Start RECORDS FOR PROCESSING
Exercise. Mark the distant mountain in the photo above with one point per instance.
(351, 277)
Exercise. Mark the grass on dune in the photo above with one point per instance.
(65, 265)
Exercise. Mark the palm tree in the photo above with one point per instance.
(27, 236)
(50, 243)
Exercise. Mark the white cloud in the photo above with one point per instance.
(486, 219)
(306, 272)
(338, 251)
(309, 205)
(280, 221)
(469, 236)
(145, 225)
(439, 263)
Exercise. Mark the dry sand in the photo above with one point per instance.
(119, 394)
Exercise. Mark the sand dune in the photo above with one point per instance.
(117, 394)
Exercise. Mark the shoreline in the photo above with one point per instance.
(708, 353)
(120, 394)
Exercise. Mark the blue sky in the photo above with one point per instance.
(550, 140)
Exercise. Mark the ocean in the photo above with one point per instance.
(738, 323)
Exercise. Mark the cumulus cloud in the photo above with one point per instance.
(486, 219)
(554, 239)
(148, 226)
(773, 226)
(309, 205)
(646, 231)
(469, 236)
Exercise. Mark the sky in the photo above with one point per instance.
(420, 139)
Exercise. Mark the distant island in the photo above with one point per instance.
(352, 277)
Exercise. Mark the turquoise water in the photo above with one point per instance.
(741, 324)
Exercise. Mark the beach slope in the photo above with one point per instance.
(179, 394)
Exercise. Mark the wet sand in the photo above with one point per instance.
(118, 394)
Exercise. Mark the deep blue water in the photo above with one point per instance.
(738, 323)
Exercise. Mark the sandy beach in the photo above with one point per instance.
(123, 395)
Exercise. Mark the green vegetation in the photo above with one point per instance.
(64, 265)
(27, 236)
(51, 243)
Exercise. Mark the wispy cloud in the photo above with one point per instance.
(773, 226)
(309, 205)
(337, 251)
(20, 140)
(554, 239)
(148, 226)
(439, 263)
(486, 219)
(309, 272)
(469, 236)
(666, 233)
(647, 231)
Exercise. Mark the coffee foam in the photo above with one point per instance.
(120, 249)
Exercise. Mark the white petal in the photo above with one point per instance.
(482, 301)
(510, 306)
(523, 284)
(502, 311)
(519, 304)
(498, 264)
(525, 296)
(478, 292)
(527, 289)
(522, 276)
End RECORDS FOR PROCESSING
■ OBJECTIVE:
Reproduce the entire listing above word for word, from its first line through its last.

■ EXERCISE RESPONSE:
Exercise. Mark the distant mountain in the photo above with one point per instance.
(351, 277)
Exercise. Mark the grass on dune in the photo above with one point per instance.
(65, 265)
Exercise. Mark the palm tree in the photo above with one point per instance.
(27, 236)
(50, 243)
Exercise. Mark the white cloud in the photo above with one point per instance.
(486, 219)
(306, 272)
(338, 251)
(309, 205)
(280, 221)
(469, 236)
(145, 225)
(439, 263)
Exercise. Mark the dry sand in the photo above with one point per instance.
(119, 394)
Exercise. Mark the sand dune in the photo above with one point per instance.
(117, 394)
Exercise. Mark the shoreline in the photo above with one point per instance.
(708, 353)
(120, 394)
Exercise. Mark the blue sky in the photo above with one point per instance.
(550, 140)
Exercise. Mark the ocean in the photo above with one point per instance.
(738, 323)
Exercise. Mark the cumulus cloud in the photo above with one point per instance.
(486, 219)
(554, 239)
(148, 226)
(773, 226)
(309, 205)
(646, 231)
(469, 236)
Exercise. Mark the sky in the photo above with one point per instance.
(420, 139)
Exercise. Mark the distant island in the photo above with one point per instance.
(352, 277)
Exercise. Mark the turquoise water in the photo above with one point per instance.
(741, 324)
Exercise. Mark the beach slope in the photo above with one point per instance.
(179, 394)
Exercise. Mark the wet sand in the photo above with one point per instance.
(118, 394)
Exercise. Mark the deep blue water in the photo above with one point per instance.
(738, 323)
Exercise. Mark the sandy beach in the photo above with one point per instance.
(123, 395)
Exercise. Mark the green vegetation in the photo above with one point per instance.
(64, 265)
(27, 236)
(51, 243)
Exercise. Mark the wispy cloud in the photo above with one point per instance.
(773, 226)
(309, 205)
(337, 251)
(20, 140)
(554, 239)
(148, 226)
(439, 263)
(486, 219)
(309, 272)
(469, 236)
(666, 233)
(647, 231)
Exercise. Mark the coffee foam in the photo above with one point per instance.
(120, 249)
Exercise. Mark the white petal in the photo above with one point per instance.
(482, 301)
(510, 306)
(523, 284)
(502, 311)
(519, 304)
(498, 264)
(525, 296)
(478, 292)
(527, 289)
(522, 276)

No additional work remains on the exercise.